▸ Exercise objective:
Retype the records that come next, word for word.
++++ Data under study ++++
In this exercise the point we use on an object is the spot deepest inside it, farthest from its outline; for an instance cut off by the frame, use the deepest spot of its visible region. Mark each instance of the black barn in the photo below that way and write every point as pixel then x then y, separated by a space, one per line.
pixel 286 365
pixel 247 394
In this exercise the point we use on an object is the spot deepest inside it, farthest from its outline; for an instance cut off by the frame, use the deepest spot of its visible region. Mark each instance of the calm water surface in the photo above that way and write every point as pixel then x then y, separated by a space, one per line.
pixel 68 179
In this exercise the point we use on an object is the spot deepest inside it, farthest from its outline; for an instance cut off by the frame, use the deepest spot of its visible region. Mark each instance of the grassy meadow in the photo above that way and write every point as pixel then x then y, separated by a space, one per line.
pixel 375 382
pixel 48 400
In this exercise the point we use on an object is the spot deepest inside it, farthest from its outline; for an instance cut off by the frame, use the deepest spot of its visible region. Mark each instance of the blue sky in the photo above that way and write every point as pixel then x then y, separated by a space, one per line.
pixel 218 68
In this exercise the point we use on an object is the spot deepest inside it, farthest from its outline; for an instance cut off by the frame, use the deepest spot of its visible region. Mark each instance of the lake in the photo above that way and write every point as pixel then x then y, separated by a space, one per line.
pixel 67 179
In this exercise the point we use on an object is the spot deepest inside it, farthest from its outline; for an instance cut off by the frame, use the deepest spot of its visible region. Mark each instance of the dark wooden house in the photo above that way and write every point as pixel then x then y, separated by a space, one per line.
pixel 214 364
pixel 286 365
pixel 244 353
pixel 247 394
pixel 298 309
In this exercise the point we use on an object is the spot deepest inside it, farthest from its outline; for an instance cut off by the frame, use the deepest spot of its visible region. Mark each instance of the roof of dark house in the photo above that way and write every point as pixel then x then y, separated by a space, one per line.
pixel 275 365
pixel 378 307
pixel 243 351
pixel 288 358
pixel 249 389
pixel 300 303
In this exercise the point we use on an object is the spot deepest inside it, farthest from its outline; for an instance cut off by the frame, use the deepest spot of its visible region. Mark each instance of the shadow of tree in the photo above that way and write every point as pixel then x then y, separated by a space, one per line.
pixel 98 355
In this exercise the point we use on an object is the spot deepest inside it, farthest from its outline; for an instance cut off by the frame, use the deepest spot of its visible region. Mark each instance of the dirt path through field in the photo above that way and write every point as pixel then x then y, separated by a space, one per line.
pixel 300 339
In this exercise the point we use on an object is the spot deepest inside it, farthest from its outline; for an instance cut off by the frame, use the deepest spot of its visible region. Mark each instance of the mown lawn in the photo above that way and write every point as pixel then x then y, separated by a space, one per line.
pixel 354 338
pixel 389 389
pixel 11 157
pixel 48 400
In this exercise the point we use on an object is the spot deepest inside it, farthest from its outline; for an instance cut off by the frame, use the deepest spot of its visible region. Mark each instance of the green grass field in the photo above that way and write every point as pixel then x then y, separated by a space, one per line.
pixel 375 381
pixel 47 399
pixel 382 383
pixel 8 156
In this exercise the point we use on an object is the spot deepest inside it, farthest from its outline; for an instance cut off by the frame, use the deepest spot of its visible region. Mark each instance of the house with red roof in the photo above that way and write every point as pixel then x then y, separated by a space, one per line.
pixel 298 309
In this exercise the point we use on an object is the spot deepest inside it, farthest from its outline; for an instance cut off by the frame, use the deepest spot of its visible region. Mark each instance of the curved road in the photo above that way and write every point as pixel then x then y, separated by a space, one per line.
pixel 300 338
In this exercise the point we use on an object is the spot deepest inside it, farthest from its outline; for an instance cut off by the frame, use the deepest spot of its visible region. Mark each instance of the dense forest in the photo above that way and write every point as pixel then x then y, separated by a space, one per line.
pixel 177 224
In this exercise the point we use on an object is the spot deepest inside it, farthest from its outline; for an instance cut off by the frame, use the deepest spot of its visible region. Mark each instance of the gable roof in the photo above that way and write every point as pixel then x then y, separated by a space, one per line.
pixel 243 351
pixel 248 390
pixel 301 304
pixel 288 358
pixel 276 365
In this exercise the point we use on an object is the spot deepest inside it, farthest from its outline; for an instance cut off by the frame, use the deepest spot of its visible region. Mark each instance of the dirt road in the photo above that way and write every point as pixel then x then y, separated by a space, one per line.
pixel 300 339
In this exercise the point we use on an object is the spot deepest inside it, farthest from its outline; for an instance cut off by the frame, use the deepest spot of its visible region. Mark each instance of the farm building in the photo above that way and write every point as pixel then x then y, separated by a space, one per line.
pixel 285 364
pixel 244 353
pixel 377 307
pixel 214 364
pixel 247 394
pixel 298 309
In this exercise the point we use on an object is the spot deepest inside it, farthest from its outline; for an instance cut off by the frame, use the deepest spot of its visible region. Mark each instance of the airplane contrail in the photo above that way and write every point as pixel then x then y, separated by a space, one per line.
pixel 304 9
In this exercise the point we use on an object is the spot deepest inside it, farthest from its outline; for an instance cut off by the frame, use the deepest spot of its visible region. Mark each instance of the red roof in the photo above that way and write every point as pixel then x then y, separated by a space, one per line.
++++
▸ Response:
In this exercise the point we use on an object is the spot deepest inside it, farthest from its outline; for an instance cut off by the frame, use the deepest spot of its visible region. Mark each instance of the black barn in the photo below that way and write every point as pixel then x then y, separated by a space, one per line.
pixel 286 365
pixel 247 394
In this exercise the point we use on an object is the spot deepest inside it, farthest from its outline; for an instance cut off by the frame, use the deepest spot of its visible region. Mark each instance of the calm water surface in the photo above that way and write every point as pixel then x then y, separated by a space, one per line.
pixel 68 179
In this exercise the point we use on an object is the spot deepest inside it, farthest from its outline; for an instance cut off by the frame, use the deepest spot of its visible region. Mark each instance of the grassy meadow in the photo above that way and write every point as pixel then x then y, separated by a space, one per line.
pixel 375 382
pixel 48 400
In this exercise the point we use on an object is the spot deepest inside it, farthest from its outline; for an instance cut off by the frame, use the deepest spot of its visible region. Mark each instance of the blue sky in the photo above that way and write every point as pixel then x then y, separated by a space, one per line.
pixel 218 68
In this exercise the point we use on an object is the spot deepest inside it, farthest from its outline; for an instance cut off by the frame, use the deepest spot of its visible region. Mark each instance of the lake in the photo above that way and write every point as pixel then x then y, separated by a space, one per line.
pixel 67 179
In this exercise the point we use on an object is the spot deepest inside it, farthest from its outline; for an instance cut off by the frame, use the deepest spot of its visible region. Mark each instance of the dark wooden house in the photo above that way and write every point as pixel then x then y, separated by a space, one per line.
pixel 214 364
pixel 286 365
pixel 244 353
pixel 247 394
pixel 298 309
In this exercise the point we use on an object is the spot deepest inside it, farthest from its outline; for an instance cut off by the frame, use the deepest spot of its visible region. Mark each instance of the roof of dark house in the photo above that way and write every point as pixel then x then y, separated by a space, one per line.
pixel 275 365
pixel 378 307
pixel 243 351
pixel 288 358
pixel 249 389
pixel 300 303
In this exercise the point we use on an object is the spot deepest inside it, farthest from its outline; for an instance cut off by the frame, use the deepest spot of its visible region. Mark each instance of the shadow of tree in the photo above that way and write every point as pixel then x then y, separated by a space, one per line.
pixel 98 355
In this exercise the point we use on an object is the spot deepest inside it, farthest from its outline; for an instance cut off by the frame, use the deepest spot of its visible region. Mark each instance of the dirt path through field in the photo above that way and write every point as pixel then x then y, separated by a space, one per line.
pixel 300 339
In this exercise the point we use on an object is the spot deepest inside it, farthest from its outline; for an instance cut off by the frame, use the deepest spot of its visible region. Mark each instance of the mown lawn in the photo above that way and write every point as pixel then x then y, separated by a space, one per line.
pixel 354 338
pixel 389 389
pixel 11 157
pixel 48 400
In this exercise the point we use on an object is the spot deepest inside it, farthest from its outline; for an instance cut off by the frame, use the deepest spot of its visible region. Mark each instance of the green grass field in the photo above that way and write every point as pixel then x then y, separated by a space, one per line.
pixel 375 381
pixel 47 399
pixel 382 383
pixel 8 156
In this exercise the point we use on an object is the spot deepest inside it, farthest from its outline; for an instance cut off by the frame, use the deepest spot of its visible region. Mark each instance of the house with red roof in the photo above that way and write every point as pixel then x then y, separated by a space, one per line.
pixel 298 309
In this exercise the point we use on an object is the spot deepest inside it, farthest from its outline; for an instance cut off by the frame, use the deepest spot of its visible region. Mark each instance of the curved road in the photo above that way and write every point as pixel then x then y, separated by a space, one per line.
pixel 300 338
In this exercise the point we use on an object is the spot deepest inside it, farthest from its outline; for an instance cut off by the frame, use the deepest spot of its visible region. Mark each instance of the dense forest in the photo above that way and write every point as pixel then x then y, separated by a space, one per line.
pixel 177 224
In this exercise the point we use on an object is the spot deepest inside it, farthest from its outline; for an instance cut off by the frame, use the deepest spot of its visible region. Mark each instance of the gable roof in the photo above that way and write every point as pixel then x then y, separated by a space, one per line.
pixel 243 351
pixel 248 390
pixel 301 304
pixel 288 358
pixel 276 365
In this exercise the point we use on an object is the spot deepest inside it, farthest from its outline; for an instance cut off by the frame, use the deepest spot of its visible region. Mark each instance of the dirt road in the photo above that way and write every point as pixel then x then y, separated by a space, one per line.
pixel 300 339
In this exercise the point we use on an object is the spot deepest inside it, farthest from its outline; for an instance cut off by the frame, use the deepest spot of its visible region. Mark each instance of the farm building in the photo above that way and write every point as pixel then x then y, separated by a space, one per line.
pixel 285 364
pixel 244 353
pixel 377 307
pixel 214 364
pixel 247 394
pixel 298 309
In this exercise the point we use on an object is the spot deepest inside it, farthest from its outline; for an instance cut off by the frame, use the deepest spot of its visible region. Mark each instance of the airplane contrail in the photo above that way and write every point as pixel then x then y, separated by a space, one per line.
pixel 304 9
In this exercise the point we use on an object is the spot deepest inside it, farthest from its outline; for an instance cut off by the frame, use the deepest spot of its visible region. Mark each instance of the red roof in the photo above that way and write every point as pixel then x then y, separated by a space, one per line.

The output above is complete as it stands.